* _Exercise objective_
Please put each line of the records below into a JSON list of strings, one string per line, leaving out blank lines.

>> start Dataset excerpts

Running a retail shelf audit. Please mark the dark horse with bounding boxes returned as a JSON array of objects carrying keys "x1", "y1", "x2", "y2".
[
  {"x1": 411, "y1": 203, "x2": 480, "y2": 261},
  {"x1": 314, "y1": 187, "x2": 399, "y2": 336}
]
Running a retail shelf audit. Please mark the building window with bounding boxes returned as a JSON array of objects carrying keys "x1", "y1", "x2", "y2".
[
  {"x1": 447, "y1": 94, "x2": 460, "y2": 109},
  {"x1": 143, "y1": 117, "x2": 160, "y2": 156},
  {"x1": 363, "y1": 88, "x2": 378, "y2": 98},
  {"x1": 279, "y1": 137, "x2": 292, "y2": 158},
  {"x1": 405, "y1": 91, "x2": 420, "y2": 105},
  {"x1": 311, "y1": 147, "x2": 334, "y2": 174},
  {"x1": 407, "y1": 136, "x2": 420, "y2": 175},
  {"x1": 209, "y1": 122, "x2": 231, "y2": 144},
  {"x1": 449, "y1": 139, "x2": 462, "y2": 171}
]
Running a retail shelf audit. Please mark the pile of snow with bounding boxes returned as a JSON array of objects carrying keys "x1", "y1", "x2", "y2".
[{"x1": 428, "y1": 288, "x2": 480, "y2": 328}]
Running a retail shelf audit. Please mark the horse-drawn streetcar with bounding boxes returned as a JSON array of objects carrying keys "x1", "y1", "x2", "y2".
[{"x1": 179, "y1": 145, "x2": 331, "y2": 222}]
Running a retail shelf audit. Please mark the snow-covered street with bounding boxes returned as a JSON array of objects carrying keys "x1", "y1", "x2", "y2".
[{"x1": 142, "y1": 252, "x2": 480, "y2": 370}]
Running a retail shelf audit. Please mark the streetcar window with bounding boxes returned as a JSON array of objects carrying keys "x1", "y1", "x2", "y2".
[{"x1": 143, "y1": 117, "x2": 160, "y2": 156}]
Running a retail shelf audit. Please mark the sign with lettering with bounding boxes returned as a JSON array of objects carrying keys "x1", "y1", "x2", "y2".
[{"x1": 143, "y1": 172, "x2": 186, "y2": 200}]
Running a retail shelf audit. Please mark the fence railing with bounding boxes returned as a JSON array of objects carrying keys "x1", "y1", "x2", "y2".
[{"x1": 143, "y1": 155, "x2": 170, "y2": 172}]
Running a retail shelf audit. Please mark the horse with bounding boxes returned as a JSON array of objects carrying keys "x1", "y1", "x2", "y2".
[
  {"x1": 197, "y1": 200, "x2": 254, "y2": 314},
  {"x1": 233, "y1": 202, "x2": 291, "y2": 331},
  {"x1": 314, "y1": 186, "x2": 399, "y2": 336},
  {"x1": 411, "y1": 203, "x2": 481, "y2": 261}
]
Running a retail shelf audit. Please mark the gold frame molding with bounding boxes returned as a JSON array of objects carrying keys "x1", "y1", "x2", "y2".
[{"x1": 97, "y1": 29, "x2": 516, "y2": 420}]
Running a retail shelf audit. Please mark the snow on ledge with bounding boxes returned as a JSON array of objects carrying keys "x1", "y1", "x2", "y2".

>> end Dataset excerpts

* _Exercise solution_
[
  "Running a retail shelf audit. Please mark the dark horse with bounding boxes returned as a JSON array of objects carrying keys \"x1\", \"y1\", \"x2\", \"y2\".",
  "[",
  "  {\"x1\": 411, \"y1\": 203, \"x2\": 480, \"y2\": 261},",
  "  {\"x1\": 314, \"y1\": 187, \"x2\": 399, \"y2\": 336}",
  "]",
  "Running a retail shelf audit. Please mark the building window with bounding boxes returned as a JSON array of objects carrying keys \"x1\", \"y1\", \"x2\", \"y2\".",
  "[",
  "  {\"x1\": 447, \"y1\": 94, \"x2\": 460, \"y2\": 109},",
  "  {\"x1\": 143, \"y1\": 117, \"x2\": 160, \"y2\": 156},",
  "  {\"x1\": 363, \"y1\": 88, \"x2\": 378, \"y2\": 98},",
  "  {\"x1\": 279, \"y1\": 137, \"x2\": 292, \"y2\": 158},",
  "  {\"x1\": 405, \"y1\": 91, \"x2\": 420, \"y2\": 105},",
  "  {\"x1\": 311, \"y1\": 147, \"x2\": 334, \"y2\": 174},",
  "  {\"x1\": 407, \"y1\": 136, \"x2\": 420, \"y2\": 175},",
  "  {\"x1\": 209, \"y1\": 122, \"x2\": 231, \"y2\": 144},",
  "  {\"x1\": 449, \"y1\": 139, \"x2\": 462, \"y2\": 171}",
  "]",
  "Running a retail shelf audit. Please mark the pile of snow with bounding boxes returned as a JSON array of objects carrying keys \"x1\", \"y1\", \"x2\", \"y2\".",
  "[{\"x1\": 428, \"y1\": 288, \"x2\": 480, \"y2\": 328}]",
  "Running a retail shelf audit. Please mark the horse-drawn streetcar with bounding boxes returned as a JSON array of objects carrying keys \"x1\", \"y1\", \"x2\", \"y2\".",
  "[{\"x1\": 179, \"y1\": 145, \"x2\": 331, \"y2\": 222}]",
  "Running a retail shelf audit. Please mark the snow-covered street with bounding boxes returned as a JSON array of objects carrying keys \"x1\", \"y1\", \"x2\", \"y2\".",
  "[{\"x1\": 142, \"y1\": 252, \"x2\": 480, \"y2\": 370}]",
  "Running a retail shelf audit. Please mark the streetcar window with bounding boxes returned as a JSON array of objects carrying keys \"x1\", \"y1\", \"x2\", \"y2\".",
  "[{\"x1\": 143, \"y1\": 117, \"x2\": 160, \"y2\": 156}]",
  "Running a retail shelf audit. Please mark the sign with lettering with bounding boxes returned as a JSON array of objects carrying keys \"x1\", \"y1\", \"x2\", \"y2\".",
  "[{\"x1\": 143, \"y1\": 172, \"x2\": 186, \"y2\": 200}]",
  "Running a retail shelf audit. Please mark the fence railing with bounding boxes returned as a JSON array of objects carrying keys \"x1\", \"y1\", \"x2\", \"y2\".",
  "[{\"x1\": 143, \"y1\": 155, \"x2\": 170, \"y2\": 172}]",
  "Running a retail shelf audit. Please mark the horse with bounding boxes returned as a JSON array of objects carrying keys \"x1\", \"y1\", \"x2\", \"y2\".",
  "[",
  "  {\"x1\": 197, \"y1\": 200, \"x2\": 254, \"y2\": 314},",
  "  {\"x1\": 233, \"y1\": 202, \"x2\": 291, \"y2\": 331},",
  "  {\"x1\": 314, \"y1\": 186, \"x2\": 399, \"y2\": 336},",
  "  {\"x1\": 411, \"y1\": 203, \"x2\": 481, \"y2\": 261}",
  "]",
  "Running a retail shelf audit. Please mark the gold frame molding with bounding boxes returned as a JSON array of objects carrying keys \"x1\", \"y1\", \"x2\", \"y2\".",
  "[{\"x1\": 97, \"y1\": 29, \"x2\": 516, \"y2\": 420}]",
  "Running a retail shelf audit. Please mark the snow on ledge with bounding boxes returned as a JSON array of objects carrying keys \"x1\", \"y1\", \"x2\", \"y2\"."
]